> [EXERCISE GOAL] Scale the listing from the line with "Annotate cloud with" through the line with "0,236,1200,338", both included. Reproduce those lines, requests included, with every bounding-box coordinate in the answers multiplied by 0.7 and rounded to the nearest whole number, halves rounded up.

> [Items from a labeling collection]
◆ ◆ ◆

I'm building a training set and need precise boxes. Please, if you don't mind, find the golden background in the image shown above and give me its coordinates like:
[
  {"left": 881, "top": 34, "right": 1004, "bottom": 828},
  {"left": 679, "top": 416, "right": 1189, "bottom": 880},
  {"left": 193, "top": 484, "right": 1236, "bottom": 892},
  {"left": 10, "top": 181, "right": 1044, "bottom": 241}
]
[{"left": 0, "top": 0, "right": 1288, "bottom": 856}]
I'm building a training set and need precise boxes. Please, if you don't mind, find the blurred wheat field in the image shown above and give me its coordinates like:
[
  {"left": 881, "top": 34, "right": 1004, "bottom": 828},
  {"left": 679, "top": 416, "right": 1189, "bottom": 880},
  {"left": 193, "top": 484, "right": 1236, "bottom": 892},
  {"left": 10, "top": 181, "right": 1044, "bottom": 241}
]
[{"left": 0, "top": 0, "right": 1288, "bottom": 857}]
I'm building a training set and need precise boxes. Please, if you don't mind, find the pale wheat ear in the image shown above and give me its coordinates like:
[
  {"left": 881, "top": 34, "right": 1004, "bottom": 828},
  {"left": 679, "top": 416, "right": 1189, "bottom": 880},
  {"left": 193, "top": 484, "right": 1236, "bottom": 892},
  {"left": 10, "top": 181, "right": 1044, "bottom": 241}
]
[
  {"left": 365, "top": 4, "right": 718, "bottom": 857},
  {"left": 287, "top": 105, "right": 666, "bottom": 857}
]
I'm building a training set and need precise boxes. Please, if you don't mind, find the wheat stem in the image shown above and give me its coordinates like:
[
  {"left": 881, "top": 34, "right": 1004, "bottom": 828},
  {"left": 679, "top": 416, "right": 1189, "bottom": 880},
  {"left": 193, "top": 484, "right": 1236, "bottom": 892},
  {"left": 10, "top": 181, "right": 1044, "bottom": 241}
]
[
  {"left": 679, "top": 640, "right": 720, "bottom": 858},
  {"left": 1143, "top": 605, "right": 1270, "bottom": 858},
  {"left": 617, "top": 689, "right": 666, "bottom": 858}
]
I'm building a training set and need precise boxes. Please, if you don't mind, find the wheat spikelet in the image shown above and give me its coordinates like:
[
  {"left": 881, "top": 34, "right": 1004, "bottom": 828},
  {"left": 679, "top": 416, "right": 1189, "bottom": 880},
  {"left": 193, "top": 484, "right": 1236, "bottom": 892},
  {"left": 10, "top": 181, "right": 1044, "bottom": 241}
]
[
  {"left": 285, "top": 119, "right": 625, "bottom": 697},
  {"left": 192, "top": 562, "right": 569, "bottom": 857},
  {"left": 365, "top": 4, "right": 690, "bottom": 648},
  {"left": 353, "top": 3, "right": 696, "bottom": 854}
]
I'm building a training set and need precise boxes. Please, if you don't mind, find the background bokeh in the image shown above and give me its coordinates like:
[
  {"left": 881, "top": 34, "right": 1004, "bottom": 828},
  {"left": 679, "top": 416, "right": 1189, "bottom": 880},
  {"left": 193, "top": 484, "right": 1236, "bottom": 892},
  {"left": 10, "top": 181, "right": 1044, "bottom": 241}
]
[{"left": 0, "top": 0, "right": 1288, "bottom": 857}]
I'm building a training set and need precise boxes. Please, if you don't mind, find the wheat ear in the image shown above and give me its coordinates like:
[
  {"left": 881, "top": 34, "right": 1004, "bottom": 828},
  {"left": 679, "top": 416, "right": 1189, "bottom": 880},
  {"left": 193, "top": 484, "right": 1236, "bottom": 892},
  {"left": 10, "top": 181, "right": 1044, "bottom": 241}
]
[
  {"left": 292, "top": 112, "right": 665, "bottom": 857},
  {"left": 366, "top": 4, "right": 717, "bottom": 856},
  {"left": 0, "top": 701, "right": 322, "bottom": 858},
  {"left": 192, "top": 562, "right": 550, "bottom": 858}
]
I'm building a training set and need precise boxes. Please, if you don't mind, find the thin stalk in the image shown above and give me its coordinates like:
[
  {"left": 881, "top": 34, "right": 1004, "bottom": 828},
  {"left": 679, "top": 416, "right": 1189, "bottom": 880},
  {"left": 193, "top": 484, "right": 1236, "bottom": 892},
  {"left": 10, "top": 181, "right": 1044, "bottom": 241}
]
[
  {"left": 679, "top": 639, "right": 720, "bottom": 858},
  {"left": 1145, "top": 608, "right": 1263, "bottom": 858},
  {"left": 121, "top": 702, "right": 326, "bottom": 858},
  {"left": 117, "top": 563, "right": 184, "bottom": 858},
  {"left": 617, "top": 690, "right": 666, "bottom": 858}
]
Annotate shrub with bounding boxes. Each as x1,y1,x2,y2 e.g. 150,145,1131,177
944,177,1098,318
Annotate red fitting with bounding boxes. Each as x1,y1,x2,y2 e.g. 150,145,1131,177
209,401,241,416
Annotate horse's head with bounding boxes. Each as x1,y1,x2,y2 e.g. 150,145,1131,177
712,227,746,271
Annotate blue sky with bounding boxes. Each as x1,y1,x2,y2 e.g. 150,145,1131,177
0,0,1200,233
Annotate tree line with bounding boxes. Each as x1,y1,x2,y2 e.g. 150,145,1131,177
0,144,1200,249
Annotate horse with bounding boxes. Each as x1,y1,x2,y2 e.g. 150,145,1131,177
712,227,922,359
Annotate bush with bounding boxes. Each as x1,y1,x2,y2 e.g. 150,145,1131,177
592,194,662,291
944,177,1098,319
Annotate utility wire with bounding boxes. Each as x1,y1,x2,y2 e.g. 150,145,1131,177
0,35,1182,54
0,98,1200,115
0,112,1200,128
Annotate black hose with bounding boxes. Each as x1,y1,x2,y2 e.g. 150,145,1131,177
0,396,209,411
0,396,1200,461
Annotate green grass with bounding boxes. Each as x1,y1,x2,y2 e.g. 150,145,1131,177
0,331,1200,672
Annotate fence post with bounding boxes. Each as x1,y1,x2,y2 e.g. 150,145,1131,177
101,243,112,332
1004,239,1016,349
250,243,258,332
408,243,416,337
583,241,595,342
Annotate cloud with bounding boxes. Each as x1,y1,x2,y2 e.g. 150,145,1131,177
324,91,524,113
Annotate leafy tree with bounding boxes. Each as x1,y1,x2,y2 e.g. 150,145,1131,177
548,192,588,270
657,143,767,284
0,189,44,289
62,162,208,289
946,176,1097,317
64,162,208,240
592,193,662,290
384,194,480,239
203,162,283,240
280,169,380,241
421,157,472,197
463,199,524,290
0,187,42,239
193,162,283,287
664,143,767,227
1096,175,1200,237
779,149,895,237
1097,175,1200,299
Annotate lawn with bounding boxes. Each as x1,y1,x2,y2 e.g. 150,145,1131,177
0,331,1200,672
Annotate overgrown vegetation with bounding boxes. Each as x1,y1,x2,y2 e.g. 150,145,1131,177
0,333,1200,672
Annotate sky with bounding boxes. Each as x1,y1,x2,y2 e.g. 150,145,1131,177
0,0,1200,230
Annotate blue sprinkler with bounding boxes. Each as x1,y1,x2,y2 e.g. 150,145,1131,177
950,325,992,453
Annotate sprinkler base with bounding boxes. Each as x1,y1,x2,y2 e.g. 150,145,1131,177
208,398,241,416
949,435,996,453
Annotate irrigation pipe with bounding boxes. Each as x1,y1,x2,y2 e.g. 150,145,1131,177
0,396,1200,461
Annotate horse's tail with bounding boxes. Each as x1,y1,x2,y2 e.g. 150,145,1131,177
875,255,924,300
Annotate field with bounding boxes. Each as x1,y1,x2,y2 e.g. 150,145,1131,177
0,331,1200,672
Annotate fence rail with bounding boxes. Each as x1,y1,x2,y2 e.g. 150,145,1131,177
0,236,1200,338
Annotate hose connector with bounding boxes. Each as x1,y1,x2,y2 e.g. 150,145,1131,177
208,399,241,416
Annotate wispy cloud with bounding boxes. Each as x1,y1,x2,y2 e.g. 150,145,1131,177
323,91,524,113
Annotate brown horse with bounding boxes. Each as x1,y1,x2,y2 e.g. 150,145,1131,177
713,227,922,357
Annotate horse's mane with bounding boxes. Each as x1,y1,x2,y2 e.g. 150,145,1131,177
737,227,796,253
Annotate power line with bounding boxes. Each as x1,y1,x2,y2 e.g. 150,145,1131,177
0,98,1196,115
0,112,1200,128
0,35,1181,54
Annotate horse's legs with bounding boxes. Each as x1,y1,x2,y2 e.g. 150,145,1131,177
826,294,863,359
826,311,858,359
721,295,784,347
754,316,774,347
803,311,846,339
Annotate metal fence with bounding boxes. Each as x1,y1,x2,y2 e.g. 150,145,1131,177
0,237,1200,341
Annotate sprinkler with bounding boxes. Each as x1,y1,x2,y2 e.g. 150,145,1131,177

◆ ◆ ◆

> [RESULT OF THIS TASK]
Annotate cloud with bounding boxes. Each as x1,y1,x2,y2 e.g. 150,145,1131,177
227,64,367,79
Annotate leafy tree with bounding boxes. Each as x1,y1,x2,y2 e.g. 150,145,1131,177
384,134,412,189
460,100,537,199
0,132,31,202
43,113,146,202
662,123,768,222
45,113,146,168
414,135,463,203
269,136,336,167
142,113,198,168
196,118,266,169
295,110,330,138
324,139,367,203
0,131,29,167
135,113,198,201
465,100,537,159
767,123,840,166
545,104,627,166
768,123,840,209
Annotate lawn with bounding boxes. Each as x1,y1,x2,y2 e.g. 150,145,1131,177
0,232,840,470
Annotate overgrown vegetation with bounding boxes. Each as x1,y1,x2,y2 e.g. 150,145,1131,177
0,233,840,470
Annotate sky with bounding boxes. Each as x1,y1,x2,y2 e.g. 150,145,1131,177
0,0,840,161
Annotate blue sprinkler with bounding boxes. Each as x1,y1,x2,y2 e.g. 150,145,1131,177
665,228,694,317
Annotate sprinkler base with bounding boxes. Each as x1,y1,x2,y2 e.g. 150,145,1131,177
146,279,169,291
664,305,697,317
Annotate irrigation pipe with bounding boxes. Each as x1,y1,x2,y2 e.g. 150,145,1131,177
0,277,840,323
Annotate horse's tail with bounding boxes. Each as x1,y1,x2,y2 e.g. 150,145,1131,177
613,179,647,210
Annotate field with bounding boxes. Each as x1,y1,x2,y2 e.g. 150,145,1131,177
0,232,840,470
Annotate fence rail with bounding boxes. Each as x1,y1,x2,y2 e.g. 150,145,1131,177
0,165,840,237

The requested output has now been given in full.